## What this exercise asks
1. Decide whether each statement agrees with the article on the animal testing law below: (a) The new law prohibits testing new drugs on animals. (b) The Center for a Humane Economy wants the FDA to aim to end animal testing for drug approval by 2030. (c) Dr. Paul Locke is an associate professor at Johns Hopkins University. For each, answer yes or no and quote the deciding words.
2. From the article on the animal testing law below, extract everything from "What You Need" down to "human drug trials.", word for word.

## Extract provided

A new federal law seeks to reduce the use of animal testing in the FDA drug approval process. 


What You Need To Know

  • A new federal law seeks to reduce the use of animal testing in the FDA drug approval process

  • It ends a Depression-era requirement that new medications be tested on animals before human drug trials

  • Dr. Paul Locke, an associate professor at Johns Hopkins University in the Department of Environmental Health and Engineering calls the new law "good news”

  • The Center for a Humane Economy is urging the FDA to set a goal for completely ending animal testing for drug approval by 2030

It ends a Depression-era requirement that new medications be tested on animals before human drug trials. 

The new law does not prohibit the testing of new drugs on animals but it does end the mandate that animal testing must take place.

Animal rights advocates say it will improve animal welfare and pave the way for the use of advancements in drug testing. 

“We needed to fix a broken drug development system that was not producing good outcomes for people, and was really hurting so many animals quietly in laboratories throughout the U.S.,” said Wayne Pacelle, President at the Center for a Humane Economy.

## Supplied data
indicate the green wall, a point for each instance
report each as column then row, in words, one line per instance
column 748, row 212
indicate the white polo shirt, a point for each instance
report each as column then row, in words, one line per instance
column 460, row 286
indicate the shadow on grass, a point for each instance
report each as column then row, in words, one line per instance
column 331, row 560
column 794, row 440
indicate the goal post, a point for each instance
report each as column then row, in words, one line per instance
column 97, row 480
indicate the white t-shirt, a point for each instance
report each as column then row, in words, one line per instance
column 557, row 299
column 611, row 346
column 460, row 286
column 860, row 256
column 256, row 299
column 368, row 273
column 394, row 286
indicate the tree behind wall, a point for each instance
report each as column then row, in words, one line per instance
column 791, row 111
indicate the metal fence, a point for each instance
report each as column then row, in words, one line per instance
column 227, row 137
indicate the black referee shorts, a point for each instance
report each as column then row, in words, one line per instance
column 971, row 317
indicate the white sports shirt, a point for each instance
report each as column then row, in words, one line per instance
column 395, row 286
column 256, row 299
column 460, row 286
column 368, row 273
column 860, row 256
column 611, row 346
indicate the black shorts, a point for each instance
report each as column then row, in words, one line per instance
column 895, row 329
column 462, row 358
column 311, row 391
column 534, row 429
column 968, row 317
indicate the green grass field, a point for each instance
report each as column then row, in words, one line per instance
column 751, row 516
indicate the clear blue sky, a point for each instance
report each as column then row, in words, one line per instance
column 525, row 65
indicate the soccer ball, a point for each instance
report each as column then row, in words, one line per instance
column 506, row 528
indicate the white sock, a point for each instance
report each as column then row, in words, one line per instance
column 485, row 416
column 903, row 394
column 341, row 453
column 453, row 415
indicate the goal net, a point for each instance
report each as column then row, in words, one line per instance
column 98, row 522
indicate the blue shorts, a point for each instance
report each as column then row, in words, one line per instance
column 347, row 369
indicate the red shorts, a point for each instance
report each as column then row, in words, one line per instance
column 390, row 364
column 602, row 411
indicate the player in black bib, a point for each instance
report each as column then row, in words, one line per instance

## Per-task answers
1.
(a) No: "The new law does not prohibit the testing of new drugs on animals"
(b) Yes: "urging the FDA to set a goal for completely ending animal testing for drug approval by 2030"
(c) Yes: "an associate professor at Johns Hopkins University"

2.
What You Need To Know

  • A new federal law seeks to reduce the use of animal testing in the FDA drug approval process

  • It ends a Depression-era requirement that new medications be tested on animals before human drug trials

  • Dr. Paul Locke, an associate professor at Johns Hopkins University in the Department of Environmental Health and Engineering calls the new law "good news”

  • The Center for a Humane Economy is urging the FDA to set a goal for completely ending animal testing for drug approval by 2030

It ends a Depression-era requirement that new medications be tested on animals before human drug trials.